**Fonte**
^^^^
Il messaggio smentirebbe quanto trascritto e riversato agli atti dall'ufficiale, nell'informativa trasmessa a Roma quando la Procura di Napoli ha perso la titolarità a indagare sulla Consip. Una nuova tegola a carico dell'ufficiale che in questi giorni - difeso dal penalista Giovanni Annunziata - deve difendersi dall'accusa di falso. Ma non è l'unica notizia degna di nota, in una giornata in cui l'attenzione è stata a lungo concentrata sul Csm e sulla decisione dell'organo di presidenza di dare mandato «ampio» alla prima commissione di aprire una pratica sulla gestione delle indagini Consip e Cpl Concordia da parte dei pm napoletani. Ieri, dibattito in seno al plenum, che ha fatto evidenziare una evidente spaccatura tra i membri di Palazzo dei Marescialli. È stato il consigliere di Area Antonello Ardituro, a prendere la parola e a stigmatizzare «la grave fuga di notizie proveniente dal Csm sulla pratica della prima commissione segretata dal comitato». Poi, è toccato al consigliere di Area Piergiorgio Morosini chiedere l'apertura di una pratica a tutela dei pm napoletani titolari delle indagini Consip, di fronte a quella che viene definita una «campagna di stampa aggressiva».
^^^^
Alcune voci

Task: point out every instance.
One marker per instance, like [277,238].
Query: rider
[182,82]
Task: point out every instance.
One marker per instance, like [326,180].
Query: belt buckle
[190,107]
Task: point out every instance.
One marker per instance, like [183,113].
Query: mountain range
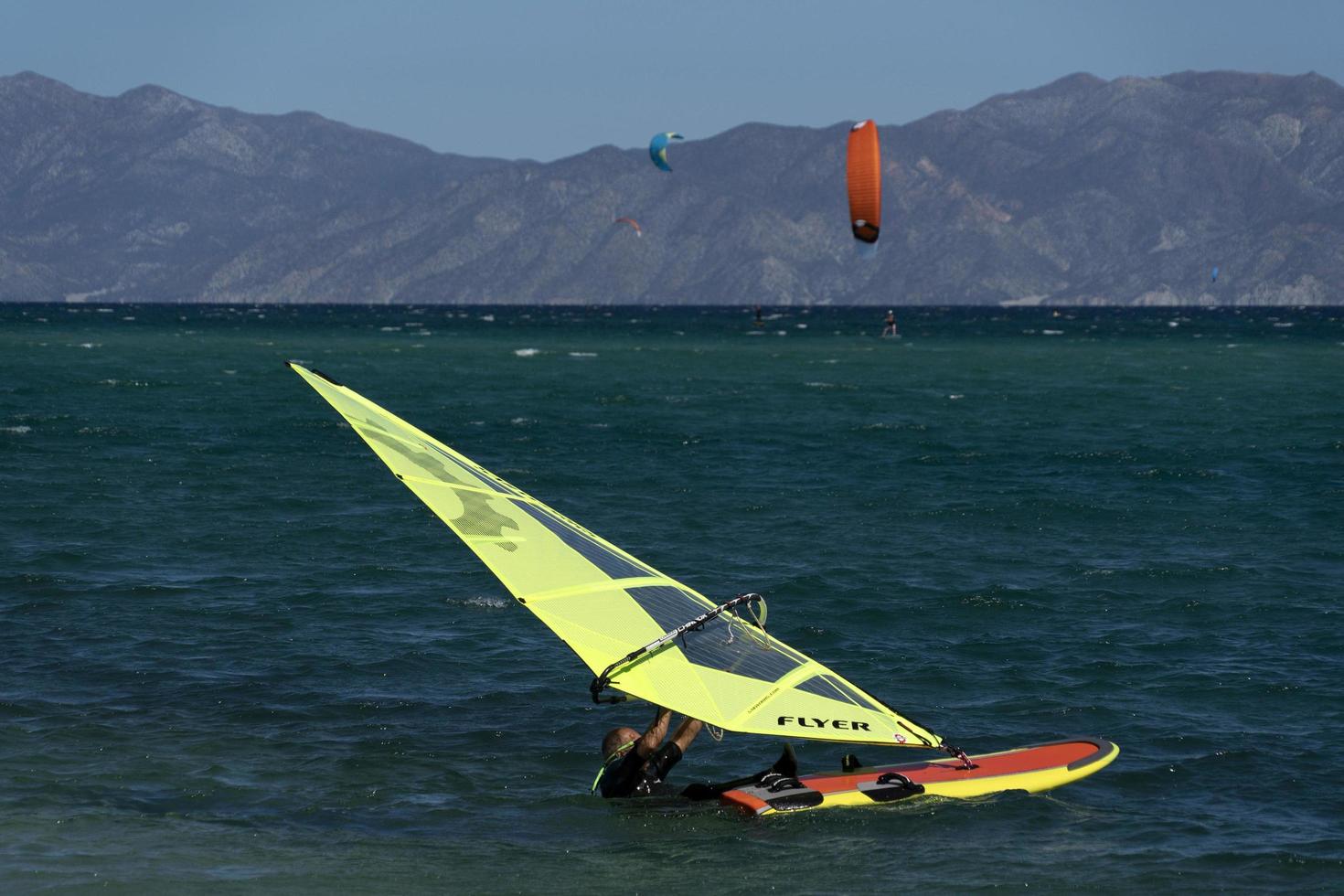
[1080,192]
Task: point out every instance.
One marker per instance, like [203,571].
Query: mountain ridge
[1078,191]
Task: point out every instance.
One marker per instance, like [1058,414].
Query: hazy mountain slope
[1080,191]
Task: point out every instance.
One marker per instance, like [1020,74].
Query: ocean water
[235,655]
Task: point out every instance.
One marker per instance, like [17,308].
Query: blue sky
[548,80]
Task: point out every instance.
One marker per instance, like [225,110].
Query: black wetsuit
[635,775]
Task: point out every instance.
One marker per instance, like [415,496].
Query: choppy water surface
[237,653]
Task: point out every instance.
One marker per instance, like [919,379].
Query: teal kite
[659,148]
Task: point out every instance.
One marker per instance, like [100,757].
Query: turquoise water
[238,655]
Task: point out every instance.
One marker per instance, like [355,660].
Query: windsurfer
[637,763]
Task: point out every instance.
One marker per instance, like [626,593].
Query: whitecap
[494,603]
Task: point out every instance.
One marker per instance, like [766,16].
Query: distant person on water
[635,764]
^^^^
**Compito da svolgere**
Traduci in inglese questa frase della fonte sulle indagini Consip: "Poi, è toccato al consigliere di Area Piergiorgio Morosini chiedere l'apertura di una pratica a tutela dei pm napoletani titolari delle indagini Consip, di fronte a quella che viene definita una «campagna di stampa aggressiva»."

**Soluzione svolta**
Then it fell to Area council member Piergiorgio Morosini to request the opening of a proceeding to protect the Naples prosecutors in charge of the Consip investigations, in the face of what is described as an "aggressive press campaign."